§ WHAT TO DO:
**1)** Answer these questions from the readers guide on Hanging Out:
(a) Which book by Andrew Ross is named under his quoted praise?
(b) According to the introduction, what is to adults as play is to children?
(c) What is the eBook ISBN?
**2)** Could you resume the readers guide on the book Hanging Out, picking up right after its final sentence?

§ SOURCE PASSAGE:
READERS GUIDE
HANGING OUTThe Radical Power of Killing Time
Sheila Liming
Hardcover 978-1-68589-005-6
eBook 978-1-68589-006-3
“Like me, you will thoroughly enjoy hanging out with this book. Jam-packed with eloquent and authentic testimony, it
delivers many fresh insights on experiences that we might otherwise take for granted.”
—Andrew Ross, author of Nice Work If You Can Get It: Life and Labor in Precarious Times
“Tightly argued, brilliantly written … smart yet so accessible, Hanging Out will impress readers with the way each idea builds on the next, never forced and always human.”
—Shelf Awareness
INTRODUCTION
Almost every day it seems that our world becomes more fractured, more digital, and more chaotic. Sheila Liming has the answer: we need to hang out more.
Starting with the assumption that play is to children as hanging out is to adults, Liming makes a brilliant case for the necessity of unstructured social time as a key element of our cultural vitality. The book asks questions like what is hanging out? why is it important? why do we do it?how do we do it? and examines the various ways we hang out—in groups, online, at parties, at work.
Hanging Out: The Radical Power of Killing Time makes an intelligent case for the importance of this most casual of social structures, and shows us how just getting together can be a potent act of resistance all on its own.

Dataset entries
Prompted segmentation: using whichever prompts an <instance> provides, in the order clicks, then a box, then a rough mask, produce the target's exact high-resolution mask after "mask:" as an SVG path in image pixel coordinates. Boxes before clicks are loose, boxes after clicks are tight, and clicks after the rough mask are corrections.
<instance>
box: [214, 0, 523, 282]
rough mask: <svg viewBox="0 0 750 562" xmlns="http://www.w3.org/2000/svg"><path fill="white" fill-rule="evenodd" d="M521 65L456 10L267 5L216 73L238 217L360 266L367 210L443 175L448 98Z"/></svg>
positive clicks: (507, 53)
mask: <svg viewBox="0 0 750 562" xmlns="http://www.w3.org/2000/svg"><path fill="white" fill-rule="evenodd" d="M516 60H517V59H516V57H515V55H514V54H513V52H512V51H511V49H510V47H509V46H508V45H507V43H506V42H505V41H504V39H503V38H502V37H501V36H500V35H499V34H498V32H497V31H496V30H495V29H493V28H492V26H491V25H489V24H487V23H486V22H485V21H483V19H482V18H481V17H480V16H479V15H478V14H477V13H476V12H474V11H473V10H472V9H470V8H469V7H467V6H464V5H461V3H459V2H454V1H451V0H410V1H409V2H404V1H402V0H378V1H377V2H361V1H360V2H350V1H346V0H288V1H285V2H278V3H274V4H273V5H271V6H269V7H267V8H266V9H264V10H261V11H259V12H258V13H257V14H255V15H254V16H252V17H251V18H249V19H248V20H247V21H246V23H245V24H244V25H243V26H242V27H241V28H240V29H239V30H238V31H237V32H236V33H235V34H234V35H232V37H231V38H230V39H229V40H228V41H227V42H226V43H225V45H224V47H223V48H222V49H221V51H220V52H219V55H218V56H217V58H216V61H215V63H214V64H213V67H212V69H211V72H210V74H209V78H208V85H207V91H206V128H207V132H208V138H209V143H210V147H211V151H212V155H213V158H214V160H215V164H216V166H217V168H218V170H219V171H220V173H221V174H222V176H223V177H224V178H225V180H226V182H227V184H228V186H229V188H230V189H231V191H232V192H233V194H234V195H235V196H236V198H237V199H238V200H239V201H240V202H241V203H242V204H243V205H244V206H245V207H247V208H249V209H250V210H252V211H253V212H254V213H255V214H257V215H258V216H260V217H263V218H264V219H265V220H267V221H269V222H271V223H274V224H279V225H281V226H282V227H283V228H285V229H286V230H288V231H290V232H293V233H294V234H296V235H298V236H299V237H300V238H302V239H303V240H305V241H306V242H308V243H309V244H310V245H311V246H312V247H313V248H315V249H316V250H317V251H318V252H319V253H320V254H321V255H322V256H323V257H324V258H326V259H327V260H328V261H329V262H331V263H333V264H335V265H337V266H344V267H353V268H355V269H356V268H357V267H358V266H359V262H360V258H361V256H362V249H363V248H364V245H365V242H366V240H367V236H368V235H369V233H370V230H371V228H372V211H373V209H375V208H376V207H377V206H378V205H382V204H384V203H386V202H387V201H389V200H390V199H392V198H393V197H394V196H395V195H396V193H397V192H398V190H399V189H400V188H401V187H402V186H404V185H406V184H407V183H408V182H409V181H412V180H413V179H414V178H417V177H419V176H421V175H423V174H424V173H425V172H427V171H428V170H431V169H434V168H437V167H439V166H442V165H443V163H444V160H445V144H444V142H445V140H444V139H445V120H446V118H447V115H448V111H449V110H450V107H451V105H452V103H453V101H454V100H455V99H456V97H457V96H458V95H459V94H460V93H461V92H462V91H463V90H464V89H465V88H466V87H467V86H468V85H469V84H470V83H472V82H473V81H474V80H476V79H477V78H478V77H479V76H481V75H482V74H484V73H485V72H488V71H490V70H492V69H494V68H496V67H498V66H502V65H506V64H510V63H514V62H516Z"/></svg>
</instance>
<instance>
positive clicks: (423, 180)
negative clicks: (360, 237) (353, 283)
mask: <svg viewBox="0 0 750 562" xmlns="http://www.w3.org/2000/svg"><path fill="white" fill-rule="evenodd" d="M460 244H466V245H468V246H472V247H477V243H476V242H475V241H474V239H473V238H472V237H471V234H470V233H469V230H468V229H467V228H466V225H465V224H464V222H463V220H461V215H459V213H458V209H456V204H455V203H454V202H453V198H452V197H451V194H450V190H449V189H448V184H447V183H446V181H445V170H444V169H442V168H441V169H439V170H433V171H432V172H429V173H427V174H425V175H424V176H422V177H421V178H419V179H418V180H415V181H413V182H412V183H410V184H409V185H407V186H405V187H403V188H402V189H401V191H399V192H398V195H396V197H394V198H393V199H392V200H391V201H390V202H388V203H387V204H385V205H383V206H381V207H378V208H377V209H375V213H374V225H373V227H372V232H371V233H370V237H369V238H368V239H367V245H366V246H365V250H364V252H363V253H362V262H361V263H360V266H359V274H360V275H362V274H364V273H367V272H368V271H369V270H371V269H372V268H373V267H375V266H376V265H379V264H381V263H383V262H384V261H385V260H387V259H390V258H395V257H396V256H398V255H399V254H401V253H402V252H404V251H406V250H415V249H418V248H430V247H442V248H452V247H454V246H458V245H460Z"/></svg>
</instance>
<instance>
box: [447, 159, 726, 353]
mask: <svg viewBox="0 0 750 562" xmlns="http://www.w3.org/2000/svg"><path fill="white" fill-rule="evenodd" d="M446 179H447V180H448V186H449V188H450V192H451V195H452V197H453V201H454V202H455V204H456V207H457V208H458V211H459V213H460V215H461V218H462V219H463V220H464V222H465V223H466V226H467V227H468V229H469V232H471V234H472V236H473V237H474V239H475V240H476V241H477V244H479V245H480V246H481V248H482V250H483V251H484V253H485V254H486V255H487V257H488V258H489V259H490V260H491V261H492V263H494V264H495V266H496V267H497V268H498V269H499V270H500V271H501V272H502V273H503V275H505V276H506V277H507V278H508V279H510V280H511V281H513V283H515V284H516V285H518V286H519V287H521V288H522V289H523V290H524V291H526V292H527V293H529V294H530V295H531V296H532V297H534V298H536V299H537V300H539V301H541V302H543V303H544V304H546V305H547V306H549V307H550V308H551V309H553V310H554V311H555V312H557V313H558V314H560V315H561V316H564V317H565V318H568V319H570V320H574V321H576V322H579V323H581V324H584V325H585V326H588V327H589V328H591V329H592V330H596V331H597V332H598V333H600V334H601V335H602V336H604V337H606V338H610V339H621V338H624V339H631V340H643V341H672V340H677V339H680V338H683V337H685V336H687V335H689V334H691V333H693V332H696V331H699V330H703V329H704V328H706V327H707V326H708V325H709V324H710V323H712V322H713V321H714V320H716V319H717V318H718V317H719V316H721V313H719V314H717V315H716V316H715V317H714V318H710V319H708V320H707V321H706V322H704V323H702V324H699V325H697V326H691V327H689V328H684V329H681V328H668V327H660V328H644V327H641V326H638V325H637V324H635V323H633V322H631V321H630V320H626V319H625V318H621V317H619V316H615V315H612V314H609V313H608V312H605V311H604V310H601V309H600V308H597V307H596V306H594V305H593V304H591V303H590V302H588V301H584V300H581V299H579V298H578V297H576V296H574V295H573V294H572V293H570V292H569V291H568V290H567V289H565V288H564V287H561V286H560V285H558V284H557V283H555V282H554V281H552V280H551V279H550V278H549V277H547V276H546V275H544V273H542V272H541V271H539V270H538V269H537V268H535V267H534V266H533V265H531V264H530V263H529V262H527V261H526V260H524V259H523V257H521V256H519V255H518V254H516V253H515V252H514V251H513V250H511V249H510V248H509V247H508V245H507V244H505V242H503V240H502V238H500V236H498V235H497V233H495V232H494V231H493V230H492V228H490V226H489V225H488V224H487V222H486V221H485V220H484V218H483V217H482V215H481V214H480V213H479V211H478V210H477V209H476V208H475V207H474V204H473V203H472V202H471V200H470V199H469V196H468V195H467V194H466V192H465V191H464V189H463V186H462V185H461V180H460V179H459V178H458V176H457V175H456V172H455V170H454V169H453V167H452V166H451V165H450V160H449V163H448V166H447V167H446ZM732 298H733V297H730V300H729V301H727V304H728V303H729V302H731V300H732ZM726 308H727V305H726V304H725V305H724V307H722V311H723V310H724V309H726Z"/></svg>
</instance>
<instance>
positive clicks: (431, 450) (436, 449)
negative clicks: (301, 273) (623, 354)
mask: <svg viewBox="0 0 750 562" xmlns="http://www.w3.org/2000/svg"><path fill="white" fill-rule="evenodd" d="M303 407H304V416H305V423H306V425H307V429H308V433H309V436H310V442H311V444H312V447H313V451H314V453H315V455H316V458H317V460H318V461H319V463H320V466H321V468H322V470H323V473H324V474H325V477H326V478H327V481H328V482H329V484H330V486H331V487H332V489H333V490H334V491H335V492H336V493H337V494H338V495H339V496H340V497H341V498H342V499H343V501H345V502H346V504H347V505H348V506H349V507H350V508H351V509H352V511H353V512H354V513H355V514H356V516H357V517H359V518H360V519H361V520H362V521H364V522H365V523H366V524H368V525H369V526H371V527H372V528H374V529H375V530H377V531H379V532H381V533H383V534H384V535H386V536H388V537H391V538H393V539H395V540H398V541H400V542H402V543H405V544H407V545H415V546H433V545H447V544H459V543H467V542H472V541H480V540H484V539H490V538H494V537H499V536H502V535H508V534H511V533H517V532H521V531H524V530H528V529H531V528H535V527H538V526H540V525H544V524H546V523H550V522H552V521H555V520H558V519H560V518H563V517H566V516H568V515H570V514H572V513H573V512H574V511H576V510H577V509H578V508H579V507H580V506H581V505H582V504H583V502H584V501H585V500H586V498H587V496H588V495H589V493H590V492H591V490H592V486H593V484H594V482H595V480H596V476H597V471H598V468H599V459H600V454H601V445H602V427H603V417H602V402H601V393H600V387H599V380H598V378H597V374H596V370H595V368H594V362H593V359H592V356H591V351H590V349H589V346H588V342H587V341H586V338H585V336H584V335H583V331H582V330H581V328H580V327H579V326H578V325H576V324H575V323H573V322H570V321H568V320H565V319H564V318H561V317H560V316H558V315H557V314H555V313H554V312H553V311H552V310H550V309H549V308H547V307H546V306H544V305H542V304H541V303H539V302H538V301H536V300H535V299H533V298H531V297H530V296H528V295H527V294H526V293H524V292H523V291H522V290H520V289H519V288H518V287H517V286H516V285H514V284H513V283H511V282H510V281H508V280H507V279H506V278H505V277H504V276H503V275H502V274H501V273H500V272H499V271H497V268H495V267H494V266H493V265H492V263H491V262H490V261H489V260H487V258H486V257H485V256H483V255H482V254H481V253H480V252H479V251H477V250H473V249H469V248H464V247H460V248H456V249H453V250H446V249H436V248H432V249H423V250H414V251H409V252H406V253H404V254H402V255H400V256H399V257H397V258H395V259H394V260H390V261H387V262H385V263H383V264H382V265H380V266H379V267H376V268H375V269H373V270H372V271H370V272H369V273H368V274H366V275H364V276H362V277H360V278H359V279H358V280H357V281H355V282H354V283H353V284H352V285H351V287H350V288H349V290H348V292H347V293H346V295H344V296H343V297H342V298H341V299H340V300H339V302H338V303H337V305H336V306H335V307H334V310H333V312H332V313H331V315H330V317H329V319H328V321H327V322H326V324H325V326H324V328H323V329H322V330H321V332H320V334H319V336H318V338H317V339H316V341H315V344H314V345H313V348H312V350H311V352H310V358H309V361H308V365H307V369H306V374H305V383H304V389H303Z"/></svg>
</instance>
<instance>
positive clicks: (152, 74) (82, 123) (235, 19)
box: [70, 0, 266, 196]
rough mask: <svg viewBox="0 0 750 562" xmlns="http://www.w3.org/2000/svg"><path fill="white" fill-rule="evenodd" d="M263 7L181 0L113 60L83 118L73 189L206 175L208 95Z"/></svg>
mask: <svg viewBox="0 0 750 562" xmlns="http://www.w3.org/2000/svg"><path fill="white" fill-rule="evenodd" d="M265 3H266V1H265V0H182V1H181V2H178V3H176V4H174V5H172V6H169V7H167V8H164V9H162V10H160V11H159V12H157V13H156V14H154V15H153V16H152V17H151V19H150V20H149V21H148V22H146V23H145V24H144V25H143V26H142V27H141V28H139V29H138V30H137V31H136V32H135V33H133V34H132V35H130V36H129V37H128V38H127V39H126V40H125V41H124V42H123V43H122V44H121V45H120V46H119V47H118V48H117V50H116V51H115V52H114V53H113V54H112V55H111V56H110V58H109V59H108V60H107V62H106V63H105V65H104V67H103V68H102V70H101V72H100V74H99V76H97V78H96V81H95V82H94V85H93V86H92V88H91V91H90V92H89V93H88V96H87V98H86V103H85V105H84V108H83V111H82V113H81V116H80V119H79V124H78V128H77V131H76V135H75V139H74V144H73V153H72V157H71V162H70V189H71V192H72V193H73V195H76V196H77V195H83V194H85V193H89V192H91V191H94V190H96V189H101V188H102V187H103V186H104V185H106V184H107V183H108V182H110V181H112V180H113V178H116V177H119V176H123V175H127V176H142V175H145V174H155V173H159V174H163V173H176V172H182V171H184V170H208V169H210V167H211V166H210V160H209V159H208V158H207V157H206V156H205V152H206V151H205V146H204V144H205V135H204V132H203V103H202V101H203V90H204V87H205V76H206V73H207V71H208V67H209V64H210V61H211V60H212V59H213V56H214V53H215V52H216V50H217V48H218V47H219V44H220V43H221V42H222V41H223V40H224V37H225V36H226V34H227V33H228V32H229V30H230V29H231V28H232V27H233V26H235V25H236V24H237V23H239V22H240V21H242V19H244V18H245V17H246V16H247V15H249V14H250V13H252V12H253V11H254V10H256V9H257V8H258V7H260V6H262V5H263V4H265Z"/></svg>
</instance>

§ TASK-BY-TASK ANSWERS:
**1)**
(a) Nice Work If You Can Get It: Life and Labor in Precarious Times
(b) Hanging out
(c) 978-1-68589-006-3

**2)**
CONVERSATION STARTERS
1. Why would anyone need a book about hanging out? What justifications does the author give for having written this book? Do you agree with her assessment?
2. Liming writes that “ complaints against hanging out are often framed in racist or classist terms.” Do you agree with this? Can you think of any examples?
3. The author suggests hanging out can be construed as an act of resistance. Do you agree? If so, in what ways is hanging out an act of resistance?
4. Liming says that “the jam, unlike the performance, has no true beginning and thus no end.” How does this relate to the concept of hanging out?
5. Liming considers Covid-19 to have “brought about a confrontation … with the prospect of solitude.” How has the pandemic impacted the way you hang out, both on and offline?
6. In Chapter 5, the author makes reference to the famous concept of the “third place ”—that is, a place that is neither home nor work. How have third places changed in recent years? Do they still exist? How do they fit into contemporary day-to-day life?
7. Liming observes that “time is a commodity in our modern world.” Has this always been true? If not, when did it start to change? How is time different from physical commodities? How is it the same?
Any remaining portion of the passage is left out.